§ DOCUMENT PASSAGE:
V. The court erred in the first instruction, because it assumes by implication that the appellants charged respondent with fornication. This should have been left to the jury. It also assumes that the action of appellants was unlawful. This shut out inquiry as to the facts which made it so.

VI. The second instruction is erroneous because it required the defendants to establish by proof divers fornications with divers persons. One act of fornication, or divers acts of fornication with one person, were declared by the court as not sufficient defense under the answer.

Dailey & Adams, with H. A. Clover, for respondent.

I. This being an action of tort, and the damages being unascertained, the court below properly permitted the plaintiff to open and close the case. (Carter v. Jones, 5 C. & P. 641; Mercer v. Whall, 5 Q. B. 447; Cotton v. James, M. & M. 273; 1 Greenl. Ev. 102, and note 4.)

§ EXERCISE REQUIREMENTS:
[1] In the appellate brief excerpt, who appeared for the respondent?
[2] Extend the appellate brief excerpt by writing what comes after its last sentence.

§ EXTRACTED RECORDS:

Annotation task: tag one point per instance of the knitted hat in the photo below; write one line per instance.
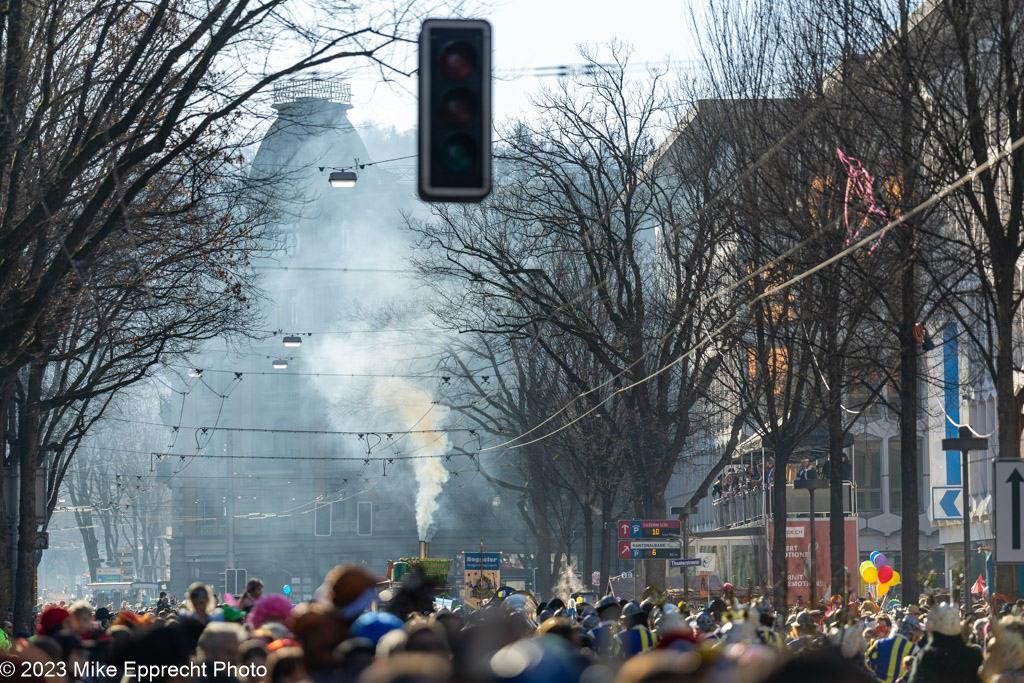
(348, 588)
(944, 620)
(50, 621)
(270, 608)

§ SOLVED PROBLEMS:
[1] Dailey & Adams, with H. A. Clover.

[2]
II. The petition in the divorce suit of Robert Buckley v. Jane Buckley, and the deposition of Edwards, offered by defendants to show, in mitigation of damages, that the defendants were not the originators of the libel, were properly excluded: 1. Because this circumstance was not pleaded in mitigation. The defendant in libel and slander must set up the mitigating facts relied on (Gen. Stat. 1865, ch. 165, § 44), and especially must this be done when the truth is pleaded. (Weaver v. Hendricks, 30 Mo 507.) 2. Because such a circumstance is not admissible in evidence in mitigation of damages, under the rules of evidence. (Anthony v. Stevens, 1 Mo. 254; Moberly v. Preston, 8 Mo. 462.) The rule of evidence is not changed by the statute cited above, but the rule of pleading only.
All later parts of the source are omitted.